TASK INSTRUCTIONS: Emit the entire listing verbatim.

SOURCE MATERIAL:

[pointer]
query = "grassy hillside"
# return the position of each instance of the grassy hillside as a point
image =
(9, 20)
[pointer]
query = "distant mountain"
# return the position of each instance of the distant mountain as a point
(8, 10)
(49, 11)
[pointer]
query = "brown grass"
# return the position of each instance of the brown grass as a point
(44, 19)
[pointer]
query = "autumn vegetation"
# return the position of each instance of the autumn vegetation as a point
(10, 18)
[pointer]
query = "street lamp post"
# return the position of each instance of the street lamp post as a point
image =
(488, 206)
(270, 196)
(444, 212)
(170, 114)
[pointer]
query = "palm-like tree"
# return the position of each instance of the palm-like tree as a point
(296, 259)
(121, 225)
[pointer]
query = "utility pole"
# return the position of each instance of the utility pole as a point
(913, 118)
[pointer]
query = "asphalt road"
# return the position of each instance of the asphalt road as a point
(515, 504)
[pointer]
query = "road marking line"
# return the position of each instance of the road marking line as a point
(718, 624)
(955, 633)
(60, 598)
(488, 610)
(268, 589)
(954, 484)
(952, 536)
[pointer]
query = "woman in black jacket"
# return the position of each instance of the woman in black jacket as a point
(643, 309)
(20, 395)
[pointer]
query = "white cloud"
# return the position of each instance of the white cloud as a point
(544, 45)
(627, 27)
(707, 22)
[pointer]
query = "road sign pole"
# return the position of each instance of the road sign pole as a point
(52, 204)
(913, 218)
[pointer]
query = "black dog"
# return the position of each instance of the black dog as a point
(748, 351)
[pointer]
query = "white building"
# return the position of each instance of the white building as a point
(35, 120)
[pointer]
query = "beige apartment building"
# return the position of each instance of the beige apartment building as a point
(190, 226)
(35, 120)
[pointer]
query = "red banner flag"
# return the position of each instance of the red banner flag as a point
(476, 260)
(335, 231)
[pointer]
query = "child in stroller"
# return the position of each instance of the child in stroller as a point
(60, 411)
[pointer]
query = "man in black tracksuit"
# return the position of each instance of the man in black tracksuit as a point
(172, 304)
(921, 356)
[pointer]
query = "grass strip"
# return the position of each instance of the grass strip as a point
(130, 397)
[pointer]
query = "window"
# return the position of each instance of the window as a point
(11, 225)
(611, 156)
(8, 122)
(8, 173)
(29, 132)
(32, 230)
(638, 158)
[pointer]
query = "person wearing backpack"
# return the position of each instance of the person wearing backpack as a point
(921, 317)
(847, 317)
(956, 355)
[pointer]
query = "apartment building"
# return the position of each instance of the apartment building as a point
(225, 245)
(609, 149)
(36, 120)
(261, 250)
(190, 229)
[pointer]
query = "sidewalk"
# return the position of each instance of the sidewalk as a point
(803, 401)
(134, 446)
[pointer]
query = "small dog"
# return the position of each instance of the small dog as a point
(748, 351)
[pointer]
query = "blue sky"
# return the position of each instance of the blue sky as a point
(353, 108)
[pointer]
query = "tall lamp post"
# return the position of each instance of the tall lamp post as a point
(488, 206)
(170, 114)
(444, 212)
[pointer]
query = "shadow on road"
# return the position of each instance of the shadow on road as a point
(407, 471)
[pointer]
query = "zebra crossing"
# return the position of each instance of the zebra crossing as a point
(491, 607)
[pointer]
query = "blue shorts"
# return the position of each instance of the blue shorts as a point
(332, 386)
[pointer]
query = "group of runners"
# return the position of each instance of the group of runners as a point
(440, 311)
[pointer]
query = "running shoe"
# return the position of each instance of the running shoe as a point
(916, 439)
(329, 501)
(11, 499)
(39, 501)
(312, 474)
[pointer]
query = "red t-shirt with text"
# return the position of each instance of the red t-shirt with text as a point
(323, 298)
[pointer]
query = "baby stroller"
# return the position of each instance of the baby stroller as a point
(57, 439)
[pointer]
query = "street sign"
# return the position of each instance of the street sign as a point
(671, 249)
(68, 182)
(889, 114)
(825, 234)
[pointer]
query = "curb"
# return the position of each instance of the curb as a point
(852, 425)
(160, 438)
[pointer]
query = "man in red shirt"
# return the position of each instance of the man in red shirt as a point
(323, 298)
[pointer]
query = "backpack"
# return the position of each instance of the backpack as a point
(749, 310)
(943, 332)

RESPONSE TO THIS TASK:
[pointer]
query = "grassy hillside"
# return the position of each instance of the grassy hillside as a point
image =
(9, 20)
[pointer]
query = "distant mountain"
# return the position of each instance of the distant mountain as a point
(8, 10)
(49, 11)
[pointer]
query = "brown grass"
# return the position of each instance of the brown grass as a point
(44, 19)
[pointer]
query = "autumn vegetation"
# return the position of each instance of the autumn vegetation as a point
(10, 18)
[pointer]
query = "street lamp post"
# return the position of each instance of the street lamp post as a point
image =
(488, 206)
(270, 196)
(444, 212)
(170, 114)
[pointer]
query = "palm-like tree"
# return the position of each instance of the palm-like tree as a point
(296, 259)
(121, 225)
[pointer]
query = "utility pole"
# return the position of each instance of the utility pole as a point
(913, 118)
[pointer]
query = "asphalt road"
# return the position of each instance of the asphalt road as a point
(515, 504)
[pointer]
query = "road marking line"
# return the position of each instance of the road marking line as a point
(718, 624)
(955, 633)
(60, 598)
(488, 610)
(268, 589)
(954, 484)
(952, 536)
[pointer]
query = "woman in black jacket"
# return the position of each instance of the woman in black jacket as a point
(643, 309)
(20, 395)
[pointer]
query = "white cloud"
# return the position of each instance of the white cloud as a point
(544, 45)
(627, 27)
(707, 22)
[pointer]
query = "road sign pole"
# return the position of each instance of the road sign pole as a point
(52, 204)
(913, 218)
[pointer]
query = "black dog"
# return the position of each instance of the black dog as a point
(748, 351)
[pointer]
query = "white building"
# return the position of each instance of the white building as a point
(35, 120)
[pointer]
query = "beige apartment building"
# return the position of each instance of the beige apartment building as a point
(190, 226)
(35, 120)
[pointer]
query = "red banner flag"
# return the position of each instance of the red banner flag as a point
(476, 260)
(335, 231)
[pointer]
query = "child in stroller"
# return the position of each instance of the child in stroller as a point
(60, 411)
[pointer]
query = "man in black tracksuit"
# return the position of each instance of the man in black tracksuit as a point
(172, 304)
(921, 356)
[pointer]
query = "grass strip"
# return the position of each instance of the grass strip as a point
(130, 397)
[pointer]
query = "window"
# return the position of each instance of the window as a point
(11, 225)
(611, 156)
(8, 122)
(8, 173)
(29, 132)
(32, 230)
(638, 158)
[pointer]
query = "person wearing backpack"
# return the position of each instance of the person wearing backpack as a point
(921, 317)
(847, 317)
(956, 355)
[pointer]
query = "apartment building"
# return the position of each instance of the apartment building as a point
(225, 245)
(609, 149)
(36, 120)
(261, 250)
(190, 229)
[pointer]
query = "sidewalk"
# return the position of each instance of the sidewalk as a point
(803, 401)
(134, 446)
[pointer]
query = "small dog"
# return the position of each instance of the small dog as a point
(748, 351)
[pointer]
query = "blue sky"
# return the position of each instance of the blue sky as a point
(353, 108)
[pointer]
query = "tall lamp post"
# return the position of each instance of the tall lamp post as a point
(488, 206)
(170, 114)
(444, 212)
[pointer]
query = "shadow on road"
# return the position of each instance of the shadow on road as a point
(407, 471)
[pointer]
query = "zebra crossing"
# return the position of each instance of the zebra crossing as a point
(491, 607)
[pointer]
query = "blue shorts"
# return the position of each instance of the blue shorts as a point
(332, 386)
[pointer]
query = "group of runners"
# return the position of each instance of the group of runners as a point
(440, 311)
[pointer]
query = "running shoe"
# return the position of each instance of the running shoe as a point
(916, 439)
(329, 501)
(11, 499)
(39, 501)
(312, 474)
[pointer]
query = "red t-shirt with text"
# return the position of each instance of the red t-shirt with text as a point
(323, 298)
[pointer]
query = "baby stroller"
# return the position of each instance of the baby stroller as a point
(57, 439)
[pointer]
query = "street sign"
# return the position of each instance of the street sign as a point
(671, 249)
(68, 182)
(889, 114)
(825, 234)
[pointer]
query = "curb"
# return the position of each instance of the curb as a point
(852, 425)
(160, 438)
[pointer]
query = "man in red shirt"
# return the position of each instance of the man in red shirt as a point
(323, 298)
[pointer]
query = "backpack"
# return the position of each instance of the backpack as a point
(749, 310)
(943, 332)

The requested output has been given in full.